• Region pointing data
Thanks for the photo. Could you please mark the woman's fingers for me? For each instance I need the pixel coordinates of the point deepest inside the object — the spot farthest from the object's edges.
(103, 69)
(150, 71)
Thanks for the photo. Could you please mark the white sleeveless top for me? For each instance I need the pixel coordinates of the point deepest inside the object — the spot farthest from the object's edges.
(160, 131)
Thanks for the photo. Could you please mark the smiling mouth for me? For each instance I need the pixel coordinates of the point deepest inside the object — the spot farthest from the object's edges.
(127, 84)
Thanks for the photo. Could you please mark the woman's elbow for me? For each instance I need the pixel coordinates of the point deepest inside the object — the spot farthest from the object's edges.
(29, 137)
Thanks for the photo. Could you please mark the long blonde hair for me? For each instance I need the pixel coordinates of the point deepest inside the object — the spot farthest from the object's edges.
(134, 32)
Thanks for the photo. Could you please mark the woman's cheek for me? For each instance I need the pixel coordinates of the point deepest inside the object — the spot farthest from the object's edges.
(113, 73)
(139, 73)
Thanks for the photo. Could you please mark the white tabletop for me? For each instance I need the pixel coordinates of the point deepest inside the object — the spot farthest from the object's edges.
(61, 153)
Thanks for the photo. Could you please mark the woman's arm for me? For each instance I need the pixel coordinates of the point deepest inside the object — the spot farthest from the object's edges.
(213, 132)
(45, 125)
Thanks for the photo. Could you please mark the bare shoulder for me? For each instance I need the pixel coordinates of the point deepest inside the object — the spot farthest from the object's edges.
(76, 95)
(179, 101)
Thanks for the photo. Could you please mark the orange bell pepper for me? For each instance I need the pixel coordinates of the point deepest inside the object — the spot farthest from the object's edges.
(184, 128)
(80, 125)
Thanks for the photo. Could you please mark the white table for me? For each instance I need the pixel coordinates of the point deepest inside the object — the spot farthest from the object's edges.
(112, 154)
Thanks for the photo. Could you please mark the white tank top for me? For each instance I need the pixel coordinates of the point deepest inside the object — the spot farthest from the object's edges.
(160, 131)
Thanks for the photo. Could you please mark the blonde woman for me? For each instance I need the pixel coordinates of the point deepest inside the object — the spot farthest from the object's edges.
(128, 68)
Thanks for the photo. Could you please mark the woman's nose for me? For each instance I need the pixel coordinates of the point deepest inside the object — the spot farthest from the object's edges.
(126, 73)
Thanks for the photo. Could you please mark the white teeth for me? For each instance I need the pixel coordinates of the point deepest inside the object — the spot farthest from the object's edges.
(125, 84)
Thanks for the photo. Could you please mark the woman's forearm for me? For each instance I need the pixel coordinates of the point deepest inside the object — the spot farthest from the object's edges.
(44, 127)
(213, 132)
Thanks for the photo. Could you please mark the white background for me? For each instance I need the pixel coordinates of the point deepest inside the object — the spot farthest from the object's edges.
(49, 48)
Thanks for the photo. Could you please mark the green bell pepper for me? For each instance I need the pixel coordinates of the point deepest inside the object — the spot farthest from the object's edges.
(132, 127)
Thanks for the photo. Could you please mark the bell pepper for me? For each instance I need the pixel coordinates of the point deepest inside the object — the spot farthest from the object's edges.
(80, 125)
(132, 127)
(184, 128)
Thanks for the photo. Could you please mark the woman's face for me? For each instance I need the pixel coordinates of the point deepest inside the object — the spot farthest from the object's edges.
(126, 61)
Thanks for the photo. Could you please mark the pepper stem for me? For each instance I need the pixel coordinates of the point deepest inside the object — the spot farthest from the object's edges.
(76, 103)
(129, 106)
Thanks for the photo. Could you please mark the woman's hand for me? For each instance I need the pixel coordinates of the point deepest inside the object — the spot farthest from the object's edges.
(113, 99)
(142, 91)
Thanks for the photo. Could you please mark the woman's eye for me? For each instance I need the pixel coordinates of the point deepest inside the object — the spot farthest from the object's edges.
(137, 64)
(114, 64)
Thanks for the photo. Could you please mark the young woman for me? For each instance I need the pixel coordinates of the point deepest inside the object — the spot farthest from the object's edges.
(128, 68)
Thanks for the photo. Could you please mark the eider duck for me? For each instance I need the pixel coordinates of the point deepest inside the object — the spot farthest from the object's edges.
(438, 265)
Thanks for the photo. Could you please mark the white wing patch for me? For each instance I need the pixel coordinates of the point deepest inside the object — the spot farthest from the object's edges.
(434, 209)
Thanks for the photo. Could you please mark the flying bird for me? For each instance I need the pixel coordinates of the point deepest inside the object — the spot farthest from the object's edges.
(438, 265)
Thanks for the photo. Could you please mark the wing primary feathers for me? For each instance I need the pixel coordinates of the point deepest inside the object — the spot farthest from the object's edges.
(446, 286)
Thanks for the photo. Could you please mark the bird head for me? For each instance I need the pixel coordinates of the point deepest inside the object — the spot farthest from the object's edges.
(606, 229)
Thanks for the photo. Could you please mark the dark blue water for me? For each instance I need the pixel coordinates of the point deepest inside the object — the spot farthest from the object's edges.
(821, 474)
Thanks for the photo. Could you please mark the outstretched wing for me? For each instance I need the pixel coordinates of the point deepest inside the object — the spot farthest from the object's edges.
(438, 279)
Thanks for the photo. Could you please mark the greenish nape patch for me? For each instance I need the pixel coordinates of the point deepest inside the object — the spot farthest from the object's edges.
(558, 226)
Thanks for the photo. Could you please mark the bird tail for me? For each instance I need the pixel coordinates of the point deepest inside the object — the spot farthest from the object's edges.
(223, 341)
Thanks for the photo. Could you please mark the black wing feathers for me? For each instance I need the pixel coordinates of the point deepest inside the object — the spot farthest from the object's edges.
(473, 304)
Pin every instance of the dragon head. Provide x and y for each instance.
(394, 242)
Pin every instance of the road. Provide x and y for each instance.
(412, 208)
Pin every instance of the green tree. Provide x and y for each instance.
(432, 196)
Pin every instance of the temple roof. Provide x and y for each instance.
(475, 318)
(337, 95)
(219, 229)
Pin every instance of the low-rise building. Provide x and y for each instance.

• Task brief
All of the entries above, written out exactly, make up the reply.

• Result
Thanks for the photo. Could you please mark the woman's fingers for me? For each instance I need the pixel coordinates of the point deepest inside the object — the spot farthest from the object's edges.
(103, 69)
(150, 71)
Thanks for the photo. Could you please mark the white sleeveless top for me? For each instance I need the pixel coordinates of the point deepest inside the object — the spot farthest from the object's edges.
(160, 131)
Thanks for the photo. Could you please mark the smiling mouth for me? For each instance I need the pixel coordinates of the point deepest inside the object — the spot farthest from the object's edges.
(127, 84)
Thanks for the photo. Could you please mark the woman's elbow for me? For each instance I need the pixel coordinates of the point deepest inside the object — the spot farthest from the object's edges.
(29, 137)
Thanks for the photo. Could you please mark the long blonde hair for me? For each instance I need the pixel coordinates of the point deepest inside the object — the spot farthest from the object's edges.
(134, 32)
Thanks for the photo. Could you please mark the woman's cheek for me? For each instance I need the pixel coordinates of the point deepest inside the object — the spot farthest from the object's edges.
(113, 73)
(139, 73)
Thanks for the photo. Could you please mark the white tabletop for me? For each instance I need the pixel coordinates of the point deepest inside the object — the spot farthest from the object's edges.
(61, 153)
Thanks for the photo. Could you please mark the woman's arm for me? For each instance I need the pixel coordinates of the point deepest inside the object — the spot farthest from the object's edges.
(213, 132)
(45, 125)
Thanks for the photo. Could you please mark the bare shoulder for me? For each instance I need the pixel coordinates of the point deepest inside the object — the spot farthest from the object's edges.
(76, 95)
(179, 101)
Thanks for the photo. Could you please mark the orange bell pepper for me? For each instance I need the pixel coordinates of the point deepest inside the object — the spot farthest from the object's edges.
(184, 128)
(80, 125)
Thanks for the photo. Could you please mark the white table for me? For each instance I need the pixel coordinates of the point deepest inside the object — the spot farthest from the object's edges.
(112, 154)
Thanks for the photo. Could you please mark the white tank top for me? For each instance I need the pixel coordinates of the point deepest inside the object — the spot farthest from the object's edges.
(160, 131)
Thanks for the photo. Could you please mark the blonde woman for me? For each instance I need the pixel coordinates of the point deepest inside the object — the spot farthest from the object's edges.
(128, 68)
Thanks for the photo. Could you please mark the woman's nose for me? For each instance I need the pixel coordinates of the point deepest inside the object — the spot farthest from the object's edges.
(126, 73)
Thanks for the photo. Could you please mark the white teeth for me? For each instance I need the pixel coordinates of the point deepest inside the object — the spot farthest from the object's edges.
(125, 84)
Thanks for the photo. Could you please mark the woman's forearm for me? For each instance I need the pixel coordinates of the point deepest inside the object — the spot farthest from the object's edges.
(44, 127)
(213, 132)
Thanks for the photo. Could you please mark the white background for me? For each instance I need the pixel coordinates of the point deepest inside the object — the spot farthest from the object's edges.
(49, 48)
Thanks for the photo. Could you please mark the green bell pepper for me? For each instance I need the pixel coordinates of the point deepest inside the object — the spot farthest from the object's edges.
(132, 127)
Thanks for the photo. Could you please mark the bell pepper for me? For each instance I need the pixel coordinates of the point deepest inside the object — the spot farthest from the object's edges.
(80, 125)
(132, 127)
(184, 128)
Thanks for the photo. Could you please mark the woman's face for me? For each instance I need the pixel coordinates of the point deepest inside the object — the spot farthest from the object's edges.
(126, 61)
Thanks for the photo. Could you please mark the pepper stem for me? For each instance I need the pixel coordinates of the point deepest inside the object — the spot farthest from the object's edges.
(76, 103)
(129, 106)
Thanks for the photo. Could you please mark the woman's hand for me? For each instance I need the pixel coordinates of the point deepest inside the object — the spot farthest from the object's edges.
(113, 99)
(142, 91)
Thanks for the photo. Could you please mark the woman's eye for me? For each instance I need the pixel coordinates of the point deepest inside the object — the spot farthest from the object's edges.
(137, 64)
(114, 64)
Thanks for the photo. Could you please mark the young woman for me? For each instance I need the pixel coordinates of the point deepest inside the object — the spot farthest from the object's edges.
(128, 68)
Thanks for the photo. Could you please mark the eider duck for me? For each instance I need the pixel coordinates of the point deepest inside the object — the spot farthest from the object's edges.
(438, 265)
Thanks for the photo. Could you please mark the white wing patch for me? For each instance I need the pixel coordinates of the point deepest inside the object — the spot farthest from the object's edges.
(434, 209)
Thanks for the photo. Could you please mark the flying bird for me? For each instance I need the pixel coordinates of the point deepest inside the object — the spot farthest from the object's edges.
(438, 265)
Thanks for the photo. Could you please mark the wing primary feathers for me? For each instance I need the pixel coordinates of the point deepest inside the object — the spot farthest from the object's edges.
(446, 286)
Thanks for the photo. Could you please mark the bird head for me? For each instance I need the pixel coordinates of the point deepest inside the object — the spot farthest from the object's edges.
(606, 229)
Thanks for the photo. Could you please mark the dark blue water for me? For each instance I need the pixel coordinates of the point deepest inside the object — the spot farthest from the object's edges.
(821, 474)
Thanks for the photo. Could you please mark the outstretched wing for me? For each instance I need the pixel coordinates of the point deepest inside the object — the spot farthest from the object's edges.
(438, 279)
Thanks for the photo. Could you please mark the greenish nape patch for me? For each instance I need the pixel coordinates of the point deepest inside the object — the spot farthest from the object's edges.
(558, 226)
Thanks for the photo. Could you please mark the bird tail for me? For each instance I need the pixel coordinates of the point deepest inside the object — the spot farthest from the object's edges.
(223, 341)
Thanks for the photo. Could you please mark the black wing feathers for me? For each instance I need the pixel coordinates of the point deepest inside the object — the spot farthest from the object's edges.
(473, 304)
Pin every instance of the dragon head. Provide x and y for each instance.
(394, 242)
Pin every instance of the road. Provide x and y for each instance.
(412, 208)
Pin every instance of the green tree. Provide x and y for each instance.
(432, 196)
Pin every instance of the temple roof. Provide x and y for each instance.
(475, 318)
(337, 95)
(219, 229)
Pin every instance of the low-rise building. Provide x and y for each instance.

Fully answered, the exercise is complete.